Source document
[Begin]

2017’s two biggest smartphones take each other in the ring, circling endlessly waiting for the other to strike, it’s time for you – the consumer – to decide which one to buy.
Fortunately, my trusty guide will help you do just that with five cherry-picked reasons to buy the iPhone X over the Pixel 2 XL. If you want to hear the other side of the debate, check out my breakdown of why the Pixel 2 XL is the better option.
I’m not one to be so pernickety usually (OK, I am), but connecting the display directly to the frame – sans bezel – is quite the sight.
It’s strikingly different to Google’s flagship. And any device that still flirts with the bezel design ethos, however minimal, looks a bit, well, old hat. The iPhone X and Samsung’s Galaxy S8 look like the future, whereas the Pixel 2 XL looks like a….. phone.
The screen to body ratio is higher on the iPhone X too (82.9% to 76.4%), but has a lower PPI (pixels per inch) density than the Pixel 2. Not to mention pressure sensitivity (which adds more functionality) and HDR, both of which the Pixel 2 XL’s display lacks.

[End]

Record list
[Begin]

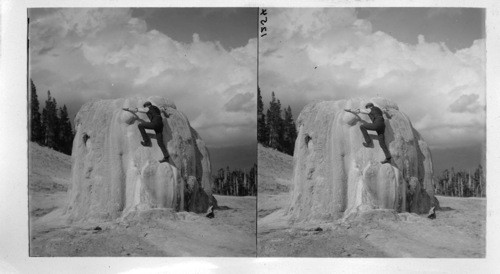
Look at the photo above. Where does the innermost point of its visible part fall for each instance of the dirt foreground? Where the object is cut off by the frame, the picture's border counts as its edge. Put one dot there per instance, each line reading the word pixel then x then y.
pixel 459 231
pixel 159 232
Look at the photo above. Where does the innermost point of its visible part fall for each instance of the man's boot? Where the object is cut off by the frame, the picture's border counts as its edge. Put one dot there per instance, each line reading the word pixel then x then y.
pixel 387 160
pixel 165 159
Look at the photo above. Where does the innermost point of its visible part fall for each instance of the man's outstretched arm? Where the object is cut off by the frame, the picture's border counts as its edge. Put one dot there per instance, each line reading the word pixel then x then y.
pixel 358 111
pixel 143 110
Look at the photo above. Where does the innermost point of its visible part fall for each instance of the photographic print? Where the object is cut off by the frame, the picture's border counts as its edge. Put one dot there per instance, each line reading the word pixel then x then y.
pixel 372 132
pixel 142 131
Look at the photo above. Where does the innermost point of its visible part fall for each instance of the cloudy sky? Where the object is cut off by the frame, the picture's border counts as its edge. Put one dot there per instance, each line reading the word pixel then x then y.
pixel 202 59
pixel 431 62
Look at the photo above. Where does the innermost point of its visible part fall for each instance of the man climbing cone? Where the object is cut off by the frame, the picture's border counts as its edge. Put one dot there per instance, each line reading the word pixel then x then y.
pixel 377 125
pixel 156 123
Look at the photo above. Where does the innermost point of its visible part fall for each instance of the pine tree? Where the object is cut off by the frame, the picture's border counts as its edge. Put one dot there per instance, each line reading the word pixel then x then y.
pixel 50 122
pixel 35 117
pixel 65 131
pixel 289 132
pixel 274 122
pixel 262 129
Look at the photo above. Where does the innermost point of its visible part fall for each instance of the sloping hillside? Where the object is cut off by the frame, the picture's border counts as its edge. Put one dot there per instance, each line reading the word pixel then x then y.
pixel 275 171
pixel 274 180
pixel 155 233
pixel 48 169
pixel 49 174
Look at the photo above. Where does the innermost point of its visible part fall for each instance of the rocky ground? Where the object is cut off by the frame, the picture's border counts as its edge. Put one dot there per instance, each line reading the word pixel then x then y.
pixel 458 231
pixel 152 233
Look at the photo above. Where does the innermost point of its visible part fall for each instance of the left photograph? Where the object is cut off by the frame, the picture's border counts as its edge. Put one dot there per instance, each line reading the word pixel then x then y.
pixel 142 132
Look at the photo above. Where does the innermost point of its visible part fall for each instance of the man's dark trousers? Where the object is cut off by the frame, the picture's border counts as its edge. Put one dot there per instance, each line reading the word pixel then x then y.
pixel 379 126
pixel 157 126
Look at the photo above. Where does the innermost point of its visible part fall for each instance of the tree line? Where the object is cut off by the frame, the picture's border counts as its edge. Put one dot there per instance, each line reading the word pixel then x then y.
pixel 52 127
pixel 462 183
pixel 275 130
pixel 235 182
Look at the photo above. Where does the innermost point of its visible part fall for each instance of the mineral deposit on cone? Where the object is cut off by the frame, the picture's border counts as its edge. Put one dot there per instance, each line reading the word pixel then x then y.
pixel 113 174
pixel 335 176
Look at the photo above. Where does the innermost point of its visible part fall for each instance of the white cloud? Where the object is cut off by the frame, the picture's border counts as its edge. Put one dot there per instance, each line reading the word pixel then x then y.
pixel 329 53
pixel 81 54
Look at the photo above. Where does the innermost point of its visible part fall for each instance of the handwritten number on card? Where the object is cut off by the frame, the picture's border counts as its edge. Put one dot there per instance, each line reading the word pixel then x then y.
pixel 263 21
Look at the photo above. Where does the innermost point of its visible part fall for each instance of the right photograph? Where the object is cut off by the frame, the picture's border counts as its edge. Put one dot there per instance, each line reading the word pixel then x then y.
pixel 372 132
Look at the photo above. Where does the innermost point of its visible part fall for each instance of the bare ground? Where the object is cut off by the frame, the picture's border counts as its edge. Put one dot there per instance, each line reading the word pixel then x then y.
pixel 151 233
pixel 458 231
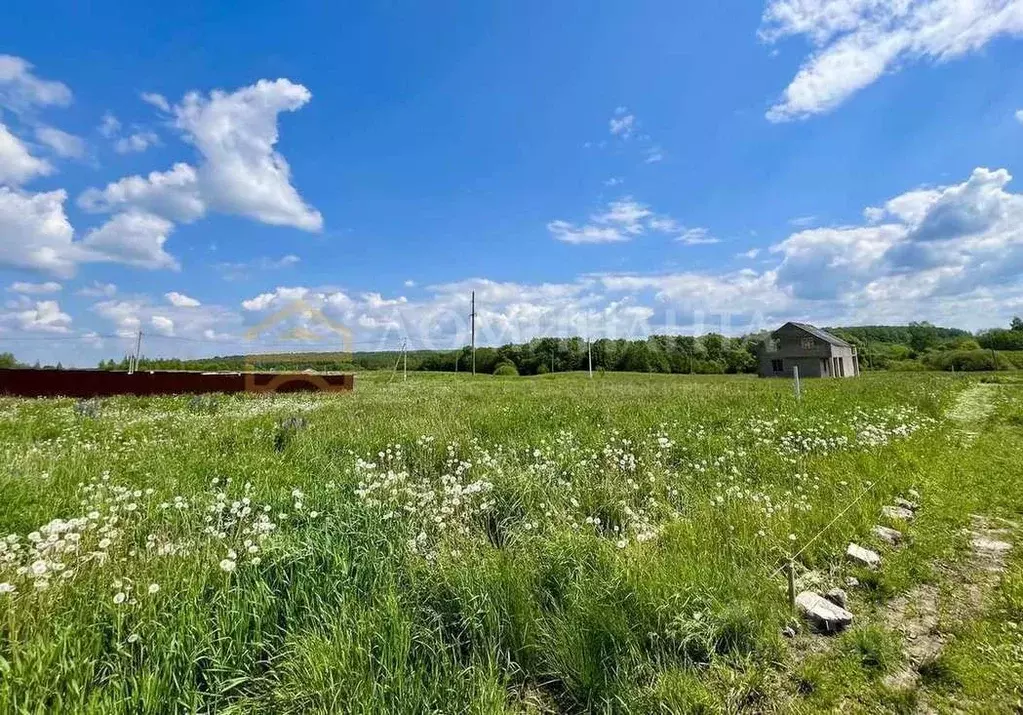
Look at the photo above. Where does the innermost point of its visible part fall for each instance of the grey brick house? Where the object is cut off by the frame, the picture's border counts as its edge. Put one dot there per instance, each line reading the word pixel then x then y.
pixel 814 352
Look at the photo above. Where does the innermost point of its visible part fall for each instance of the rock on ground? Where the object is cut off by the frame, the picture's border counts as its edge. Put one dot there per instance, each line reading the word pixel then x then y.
pixel 863 555
pixel 889 536
pixel 823 614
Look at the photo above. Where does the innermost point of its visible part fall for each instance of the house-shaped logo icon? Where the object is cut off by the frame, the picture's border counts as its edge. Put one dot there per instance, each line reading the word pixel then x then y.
pixel 311 317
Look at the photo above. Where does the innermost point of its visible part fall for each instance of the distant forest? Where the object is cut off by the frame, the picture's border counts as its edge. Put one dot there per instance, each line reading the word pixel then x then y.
pixel 914 347
pixel 917 346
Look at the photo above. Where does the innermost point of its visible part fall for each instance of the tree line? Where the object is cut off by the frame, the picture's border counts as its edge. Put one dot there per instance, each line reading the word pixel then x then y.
pixel 917 346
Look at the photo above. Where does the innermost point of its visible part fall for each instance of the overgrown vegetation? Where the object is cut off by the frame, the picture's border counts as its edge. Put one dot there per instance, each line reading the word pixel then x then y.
pixel 456 545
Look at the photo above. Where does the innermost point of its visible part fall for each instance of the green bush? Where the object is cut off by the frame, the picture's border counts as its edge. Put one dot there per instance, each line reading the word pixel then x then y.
pixel 506 369
pixel 970 360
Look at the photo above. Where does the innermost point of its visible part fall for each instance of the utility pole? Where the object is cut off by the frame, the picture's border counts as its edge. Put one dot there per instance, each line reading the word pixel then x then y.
pixel 472 315
pixel 133 363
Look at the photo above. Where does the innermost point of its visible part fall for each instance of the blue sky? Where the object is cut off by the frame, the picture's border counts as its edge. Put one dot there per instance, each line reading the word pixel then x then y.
pixel 588 168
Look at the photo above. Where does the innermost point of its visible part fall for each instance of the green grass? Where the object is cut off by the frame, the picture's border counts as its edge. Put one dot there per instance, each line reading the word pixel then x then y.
pixel 485 545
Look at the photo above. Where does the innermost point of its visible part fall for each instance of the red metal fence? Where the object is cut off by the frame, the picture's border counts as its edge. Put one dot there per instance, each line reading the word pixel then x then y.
pixel 52 383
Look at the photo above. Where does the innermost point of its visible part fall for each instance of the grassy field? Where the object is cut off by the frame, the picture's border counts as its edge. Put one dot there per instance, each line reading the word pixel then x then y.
pixel 448 544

[End]

Brief 1
Duplicate the smartphone comparison in full, word for word.
Brief 2
Format the rows from their start through the line containing "pixel 165 159", inclusive, as a numbered list, omitting blank lines and any pictures.
The smartphone comparison and the rows come from unrelated sources.

Full answer 1
2017’s two biggest smartphones take each other in the ring, circling endlessly waiting for the other to strike, it’s time for you – the consumer – to decide which one to buy.
Fortunately, my trusty guide will help you do just that with five cherry-picked reasons to buy the iPhone X over the Pixel 2 XL. If you want to hear the other side of the debate, check out my breakdown of why the Pixel 2 XL is the better option.
I’m not one to be so pernickety usually (OK, I am), but connecting the display directly to the frame – sans bezel – is quite the sight.
It’s strikingly different to Google’s flagship. And any device that still flirts with the bezel design ethos, however minimal, looks a bit, well, old hat. The iPhone X and Samsung’s Galaxy S8 look like the future, whereas the Pixel 2 XL looks like a….. phone.
The screen to body ratio is higher on the iPhone X too (82.9% to 76.4%), but has a lower PPI (pixels per inch) density than the Pixel 2. Not to mention pressure sensitivity (which adds more functionality) and HDR, both of which the Pixel 2 XL’s display lacks.

Full answer 2
1. Look at the photo above. Where does the innermost point of its visible part fall for each instance of the dirt foreground? Where the object is cut off by the frame, the picture's border counts as its edge. Put one dot there per instance, each line reading the word pixel then x then y.
2. pixel 459 231
3. pixel 159 232
4. Look at the photo above. Where does the innermost point of its visible part fall for each instance of the man's boot? Where the object is cut off by the frame, the picture's border counts as its edge. Put one dot there per instance, each line reading the word pixel then x then y.
5. pixel 387 160
6. pixel 165 159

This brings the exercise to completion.